[Saved entries]
....................
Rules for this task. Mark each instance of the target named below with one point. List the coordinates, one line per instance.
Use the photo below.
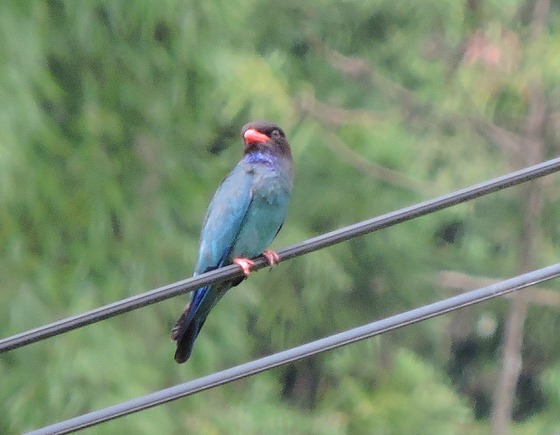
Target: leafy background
(119, 119)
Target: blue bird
(243, 218)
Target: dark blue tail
(188, 326)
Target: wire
(303, 351)
(313, 244)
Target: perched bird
(243, 218)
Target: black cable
(307, 246)
(303, 351)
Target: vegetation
(119, 119)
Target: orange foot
(272, 257)
(245, 264)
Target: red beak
(254, 136)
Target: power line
(303, 351)
(313, 244)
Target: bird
(243, 218)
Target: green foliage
(120, 118)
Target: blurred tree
(119, 120)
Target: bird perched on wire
(243, 218)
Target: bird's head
(257, 134)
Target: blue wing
(223, 222)
(224, 219)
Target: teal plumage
(243, 218)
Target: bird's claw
(271, 256)
(245, 265)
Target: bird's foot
(245, 264)
(271, 256)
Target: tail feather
(185, 334)
(190, 323)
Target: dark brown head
(262, 136)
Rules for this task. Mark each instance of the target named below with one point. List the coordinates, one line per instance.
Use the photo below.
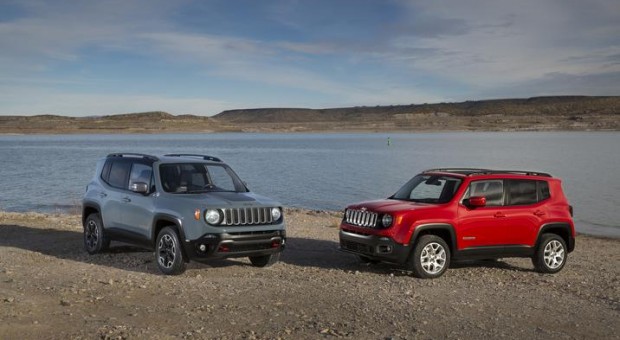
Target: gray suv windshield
(199, 178)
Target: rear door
(138, 209)
(525, 210)
(483, 226)
(112, 207)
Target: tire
(95, 239)
(367, 260)
(168, 252)
(430, 257)
(551, 254)
(265, 260)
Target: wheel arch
(89, 208)
(443, 230)
(559, 228)
(161, 221)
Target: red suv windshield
(428, 189)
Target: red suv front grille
(361, 218)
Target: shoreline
(51, 288)
(57, 132)
(74, 212)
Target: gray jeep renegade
(184, 206)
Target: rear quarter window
(524, 192)
(543, 190)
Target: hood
(391, 206)
(231, 199)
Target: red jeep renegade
(456, 214)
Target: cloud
(42, 101)
(326, 53)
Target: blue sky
(82, 58)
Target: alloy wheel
(92, 234)
(167, 251)
(554, 254)
(433, 258)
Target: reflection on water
(326, 171)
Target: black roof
(476, 171)
(155, 158)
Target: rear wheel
(430, 257)
(95, 239)
(265, 260)
(168, 252)
(550, 256)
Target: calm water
(325, 171)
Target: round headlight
(276, 214)
(386, 220)
(213, 216)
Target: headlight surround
(387, 220)
(276, 214)
(213, 216)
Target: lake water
(48, 173)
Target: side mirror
(139, 187)
(477, 202)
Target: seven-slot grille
(361, 218)
(247, 216)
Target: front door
(482, 226)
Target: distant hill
(537, 114)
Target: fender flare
(89, 205)
(564, 227)
(170, 219)
(435, 226)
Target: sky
(82, 58)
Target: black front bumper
(241, 244)
(374, 247)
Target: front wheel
(265, 260)
(550, 256)
(95, 239)
(168, 252)
(430, 257)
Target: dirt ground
(50, 288)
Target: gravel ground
(51, 288)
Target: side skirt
(493, 252)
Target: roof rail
(205, 157)
(474, 171)
(132, 154)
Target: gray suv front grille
(247, 216)
(361, 218)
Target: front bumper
(374, 247)
(235, 244)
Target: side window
(141, 173)
(522, 192)
(119, 173)
(220, 178)
(105, 172)
(543, 190)
(492, 190)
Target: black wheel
(430, 257)
(265, 260)
(550, 255)
(168, 253)
(95, 239)
(367, 260)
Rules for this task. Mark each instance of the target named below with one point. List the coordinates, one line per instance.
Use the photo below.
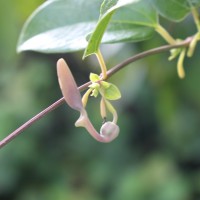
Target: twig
(112, 71)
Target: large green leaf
(59, 26)
(62, 25)
(175, 10)
(134, 21)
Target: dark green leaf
(175, 10)
(133, 21)
(111, 92)
(59, 26)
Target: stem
(102, 64)
(163, 32)
(180, 68)
(195, 15)
(112, 71)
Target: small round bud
(109, 130)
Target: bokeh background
(156, 156)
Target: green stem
(112, 110)
(163, 32)
(111, 72)
(195, 15)
(102, 64)
(180, 68)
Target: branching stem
(109, 73)
(163, 32)
(102, 64)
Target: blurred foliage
(157, 153)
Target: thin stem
(112, 71)
(102, 64)
(195, 15)
(163, 32)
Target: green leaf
(112, 92)
(59, 26)
(94, 77)
(134, 21)
(175, 10)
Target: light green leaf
(112, 92)
(105, 84)
(94, 77)
(59, 26)
(175, 10)
(133, 21)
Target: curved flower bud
(68, 86)
(109, 130)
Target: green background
(155, 157)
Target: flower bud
(109, 130)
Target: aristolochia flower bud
(109, 130)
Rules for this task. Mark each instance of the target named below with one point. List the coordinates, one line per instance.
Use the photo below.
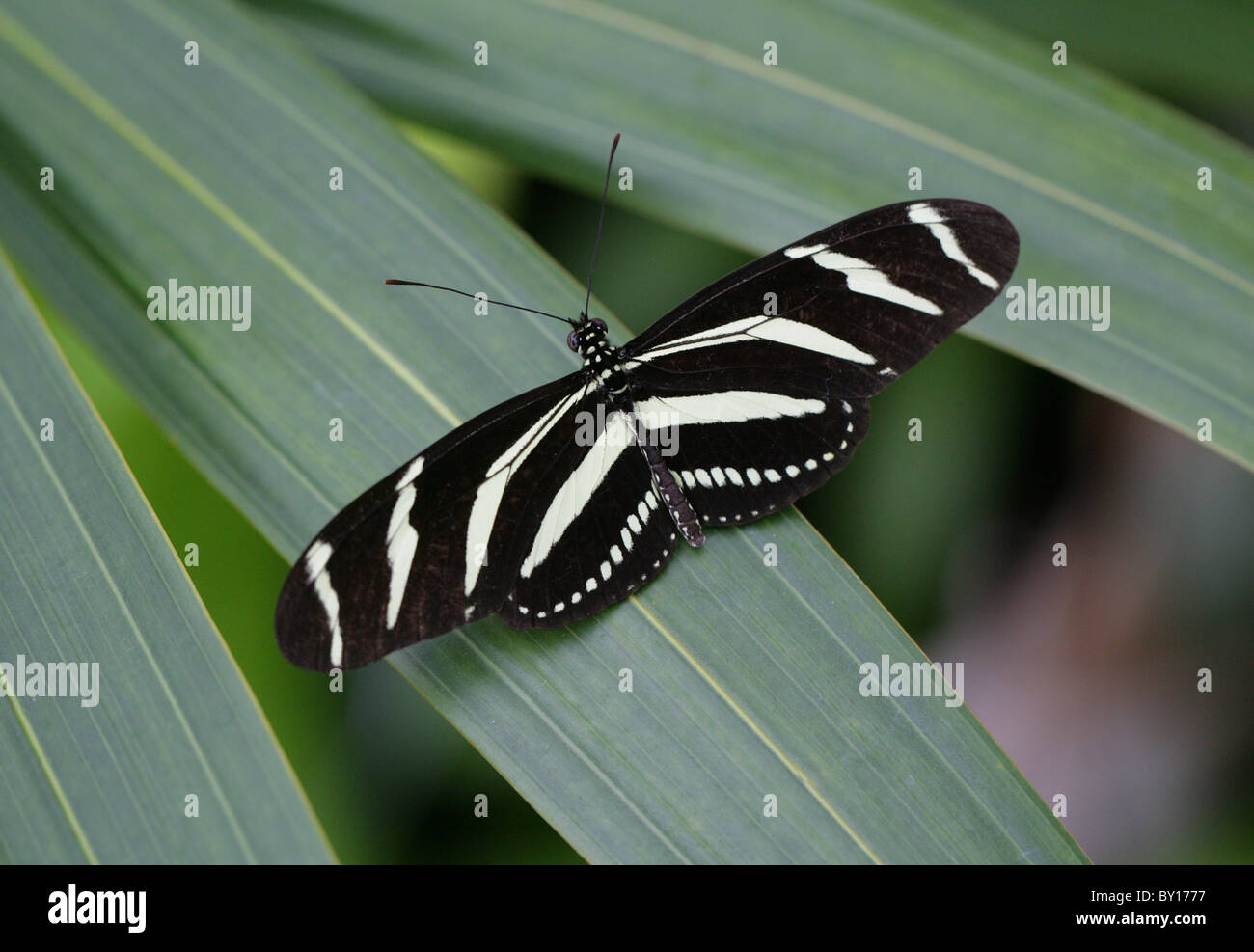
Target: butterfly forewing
(751, 394)
(858, 303)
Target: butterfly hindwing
(600, 530)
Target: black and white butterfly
(763, 379)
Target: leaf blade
(668, 773)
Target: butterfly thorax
(601, 360)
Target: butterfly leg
(676, 502)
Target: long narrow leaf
(745, 675)
(158, 752)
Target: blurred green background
(932, 529)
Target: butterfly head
(588, 337)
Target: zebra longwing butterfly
(565, 500)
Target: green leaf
(93, 596)
(1102, 180)
(745, 676)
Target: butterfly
(571, 497)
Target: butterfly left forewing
(426, 548)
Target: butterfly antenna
(488, 300)
(605, 193)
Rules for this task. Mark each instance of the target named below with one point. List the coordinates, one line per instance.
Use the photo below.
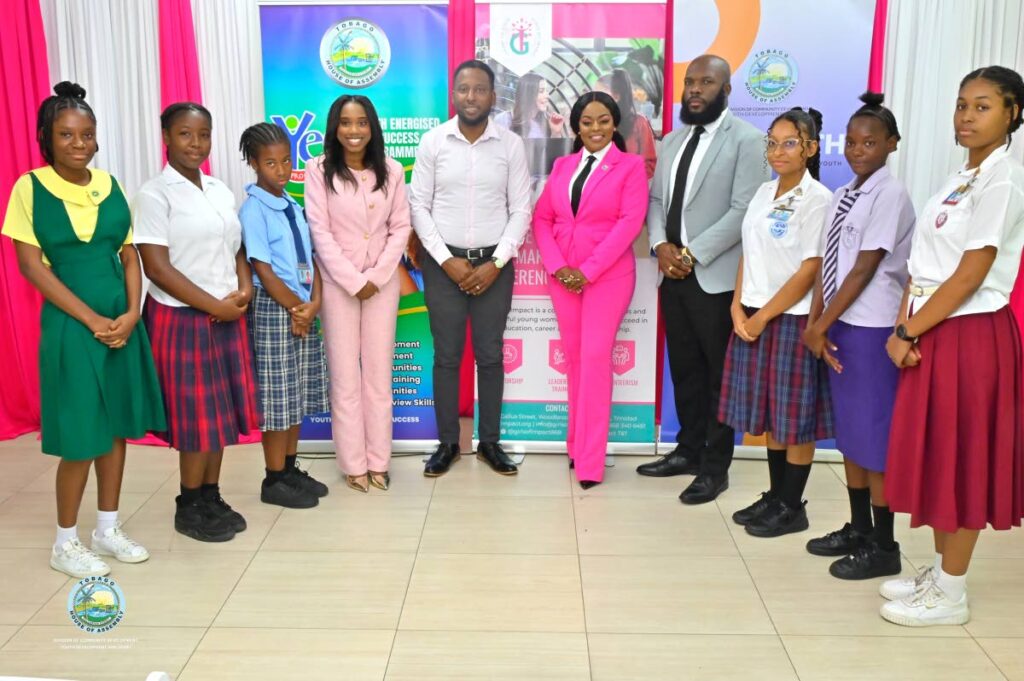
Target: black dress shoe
....................
WHAT YOU WILL DO: Only the records, copied exactly and without pictures, should make up the answer.

THE ANSWER:
Rules for this task. Mark each instance of the target named below with one point. List the coordinates, one line per instance.
Use the photo below.
Target: leafy background
(119, 119)
Target: blue bird
(243, 218)
Target: dark blue tail
(188, 326)
Target: wire
(303, 351)
(313, 244)
Target: perched bird
(243, 218)
Target: black cable
(307, 246)
(303, 351)
Target: vegetation
(119, 119)
Target: orange foot
(272, 257)
(245, 264)
Target: red beak
(254, 136)
Target: power line
(303, 351)
(313, 244)
Target: bird
(243, 218)
Target: green foliage
(120, 118)
Target: blurred tree
(119, 120)
Target: bird perched on wire
(243, 218)
Target: bird's head
(257, 134)
Target: blue wing
(223, 222)
(224, 219)
Target: teal plumage
(243, 218)
Target: bird's claw
(271, 256)
(245, 265)
Target: bird's foot
(245, 264)
(271, 256)
Target: tail feather
(185, 334)
(190, 323)
Target: dark brown head
(262, 136)
Rules for this task. Mark each instance of the target named below with one point. List the coordinates, one line per instance.
Use the photo below.
Target: gray suv windshield
(199, 178)
Target: rear door
(138, 209)
(525, 210)
(483, 226)
(112, 207)
Target: tire
(95, 239)
(367, 260)
(168, 252)
(430, 257)
(551, 254)
(265, 260)
Target: wheel arch
(89, 208)
(443, 230)
(559, 228)
(161, 221)
Target: red suv windshield
(428, 189)
Target: red suv front grille
(361, 218)
Target: shoreline
(51, 288)
(57, 132)
(74, 212)
Target: gray jeep renegade
(184, 206)
Target: rear quarter window
(524, 192)
(543, 190)
Target: hood
(391, 206)
(231, 199)
Target: red jeep renegade
(456, 214)
Target: cloud
(42, 101)
(326, 53)
Target: blue sky
(82, 58)
Target: alloy wheel
(92, 234)
(167, 251)
(554, 254)
(433, 258)
Target: reflection on water
(326, 171)
Target: black roof
(476, 171)
(155, 158)
Target: rear wheel
(430, 257)
(95, 239)
(265, 260)
(168, 252)
(550, 256)
Target: calm water
(325, 171)
Target: round headlight
(276, 214)
(386, 220)
(213, 216)
Target: headlight surround
(387, 220)
(276, 214)
(213, 216)
Target: lake water
(48, 173)
Target: side mirror
(139, 187)
(477, 202)
Target: seven-slot grille
(361, 218)
(247, 216)
Target: front door
(482, 226)
Target: distant hill
(537, 114)
Target: fender flare
(89, 205)
(564, 227)
(170, 219)
(435, 226)
Target: sky
(82, 58)
Target: black front bumper
(241, 244)
(374, 247)
Target: front wheel
(265, 260)
(550, 256)
(95, 239)
(168, 252)
(430, 257)
Target: dirt ground
(50, 288)
Target: gravel ground
(51, 288)
Target: side skirt
(493, 252)
Target: roof rail
(205, 157)
(474, 171)
(132, 154)
Target: gray suv front grille
(247, 216)
(361, 218)
Target: front bumper
(374, 247)
(235, 244)
Target: side window
(141, 173)
(522, 192)
(119, 173)
(220, 178)
(105, 172)
(543, 190)
(492, 190)
Target: black wheel
(430, 257)
(265, 260)
(550, 255)
(168, 253)
(95, 239)
(367, 260)
Rules for this task. Mark each instance of the target named below with one point. List the coordinates, one line per instance.
Use the photo below.
Target: twig
(112, 71)
Target: large green leaf
(59, 26)
(62, 25)
(175, 10)
(134, 21)
Target: dark green leaf
(175, 10)
(133, 21)
(111, 92)
(59, 26)
Target: stem
(102, 64)
(163, 32)
(180, 68)
(195, 15)
(112, 71)
Target: small round bud
(109, 130)
Target: bokeh background
(156, 156)
Target: green stem
(112, 110)
(163, 32)
(111, 72)
(195, 15)
(102, 64)
(180, 68)
Target: branching stem
(109, 73)
(163, 32)
(102, 64)
Target: blurred foliage
(157, 153)
Target: thin stem
(112, 71)
(102, 64)
(195, 15)
(163, 32)
Target: green leaf
(112, 92)
(59, 26)
(94, 77)
(134, 21)
(175, 10)
Target: light green leaf
(112, 92)
(105, 84)
(94, 77)
(59, 26)
(175, 10)
(133, 21)
Target: curved flower bud
(68, 86)
(109, 130)
Target: green background
(155, 157)
Target: flower bud
(109, 130)
Target: aristolochia flower bud
(109, 130)
Rules for this task. Mark each instance of the target named below with one point. List the coordinates, one line per instance.
Use the photo below.
Target: butterfly forewing
(751, 394)
(858, 303)
Target: butterfly hindwing
(600, 530)
Target: black and white butterfly
(763, 379)
Target: leaf blade
(668, 773)
Target: butterfly thorax
(601, 360)
Target: butterfly leg
(676, 502)
Target: long narrow leaf
(745, 675)
(158, 752)
Target: blurred green background
(932, 529)
Target: butterfly head
(588, 337)
Target: zebra longwing butterfly
(565, 500)
Target: green leaf
(93, 596)
(1102, 180)
(745, 676)
Target: butterfly
(571, 497)
Target: butterfly left forewing
(426, 548)
Target: butterfly antenna
(488, 300)
(605, 193)
Rules for this task. Mark each instance of the target named below with one point. List the coordinates, one line per instance.
Use the photo below.
Target: black dress shoe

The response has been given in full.